● **To do**: Copy the lines below exactly. Start at the first and finish with the line containing "Target: blurred spectator".

----

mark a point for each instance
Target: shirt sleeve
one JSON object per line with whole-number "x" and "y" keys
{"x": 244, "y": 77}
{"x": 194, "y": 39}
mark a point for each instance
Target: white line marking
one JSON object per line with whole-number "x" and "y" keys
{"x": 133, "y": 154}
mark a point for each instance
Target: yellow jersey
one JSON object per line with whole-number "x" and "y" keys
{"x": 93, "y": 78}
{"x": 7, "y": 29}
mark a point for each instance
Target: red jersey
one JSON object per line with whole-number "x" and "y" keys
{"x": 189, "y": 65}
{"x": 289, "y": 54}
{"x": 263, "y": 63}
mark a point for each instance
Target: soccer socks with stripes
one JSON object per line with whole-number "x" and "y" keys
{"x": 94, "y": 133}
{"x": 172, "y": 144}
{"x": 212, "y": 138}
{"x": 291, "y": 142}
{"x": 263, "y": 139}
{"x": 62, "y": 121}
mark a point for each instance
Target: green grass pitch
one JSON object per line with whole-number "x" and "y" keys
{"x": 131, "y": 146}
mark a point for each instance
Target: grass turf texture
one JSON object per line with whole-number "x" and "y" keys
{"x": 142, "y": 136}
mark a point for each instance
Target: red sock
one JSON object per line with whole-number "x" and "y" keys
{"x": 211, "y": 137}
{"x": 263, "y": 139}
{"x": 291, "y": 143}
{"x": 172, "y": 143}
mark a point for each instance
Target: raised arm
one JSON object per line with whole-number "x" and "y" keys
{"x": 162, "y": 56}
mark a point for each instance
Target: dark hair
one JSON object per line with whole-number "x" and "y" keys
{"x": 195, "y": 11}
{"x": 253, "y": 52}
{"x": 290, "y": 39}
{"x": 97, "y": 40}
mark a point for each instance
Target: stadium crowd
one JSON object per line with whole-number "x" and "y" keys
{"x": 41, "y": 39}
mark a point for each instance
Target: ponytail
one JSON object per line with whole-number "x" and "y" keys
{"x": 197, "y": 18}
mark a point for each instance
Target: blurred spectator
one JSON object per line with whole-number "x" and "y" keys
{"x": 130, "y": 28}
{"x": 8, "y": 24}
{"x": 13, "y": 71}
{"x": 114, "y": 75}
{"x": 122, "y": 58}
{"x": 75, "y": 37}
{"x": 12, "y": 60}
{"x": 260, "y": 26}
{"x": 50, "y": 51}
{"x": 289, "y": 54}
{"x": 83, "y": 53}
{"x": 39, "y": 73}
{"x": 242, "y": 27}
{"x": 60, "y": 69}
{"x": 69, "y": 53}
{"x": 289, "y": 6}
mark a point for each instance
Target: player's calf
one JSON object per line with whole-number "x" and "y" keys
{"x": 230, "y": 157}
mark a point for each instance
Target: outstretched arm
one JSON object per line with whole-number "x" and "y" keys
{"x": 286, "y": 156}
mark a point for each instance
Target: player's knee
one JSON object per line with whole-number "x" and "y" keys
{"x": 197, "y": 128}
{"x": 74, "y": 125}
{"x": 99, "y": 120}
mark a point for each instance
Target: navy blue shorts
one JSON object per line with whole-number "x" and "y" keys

----

● **Reply**:
mark a point for each instance
Target: shirt sleeve
one JSON object per line with whole-number "x" and "y" keys
{"x": 244, "y": 77}
{"x": 194, "y": 39}
mark a point for each instance
Target: white line marking
one JSON object per line with whole-number "x" and "y" keys
{"x": 133, "y": 154}
mark a point for each instance
Target: yellow jersey
one JSON object per line with whole-number "x" and "y" keys
{"x": 93, "y": 78}
{"x": 7, "y": 29}
mark a point for each instance
Target: red jersey
one JSON object per line with whole-number "x" and "y" keys
{"x": 189, "y": 65}
{"x": 289, "y": 54}
{"x": 263, "y": 63}
mark a point for each instance
Target: soccer socks with stripes
one JSON object per line with whole-number "x" and "y" keys
{"x": 94, "y": 133}
{"x": 172, "y": 144}
{"x": 212, "y": 138}
{"x": 291, "y": 142}
{"x": 263, "y": 139}
{"x": 62, "y": 121}
mark a point for each instance
Target: green grass pitch
one JSON object per line with whole-number "x" and "y" keys
{"x": 131, "y": 146}
mark a point for each instance
Target: grass turf texture
one JSON object per line with whole-number "x" and "y" keys
{"x": 142, "y": 136}
mark a point for each instance
Target: red sock
one JSON object per line with whole-number "x" and "y" keys
{"x": 211, "y": 137}
{"x": 263, "y": 139}
{"x": 291, "y": 143}
{"x": 172, "y": 143}
mark a point for each instance
Target: raised arm
one JSON object per line with whole-number "x" and "y" keys
{"x": 162, "y": 56}
mark a point for each instance
Target: dark hair
one JSON object per line with whole-number "x" and "y" keys
{"x": 195, "y": 11}
{"x": 253, "y": 52}
{"x": 290, "y": 39}
{"x": 97, "y": 40}
mark a point for each instance
Target: stadium crowd
one JSON object per line with whole-number "x" and "y" keys
{"x": 41, "y": 39}
mark a point for each instance
Target: ponytail
one JSON object per line with whole-number "x" and "y" keys
{"x": 197, "y": 18}
mark a point for each instance
Target: blurred spectator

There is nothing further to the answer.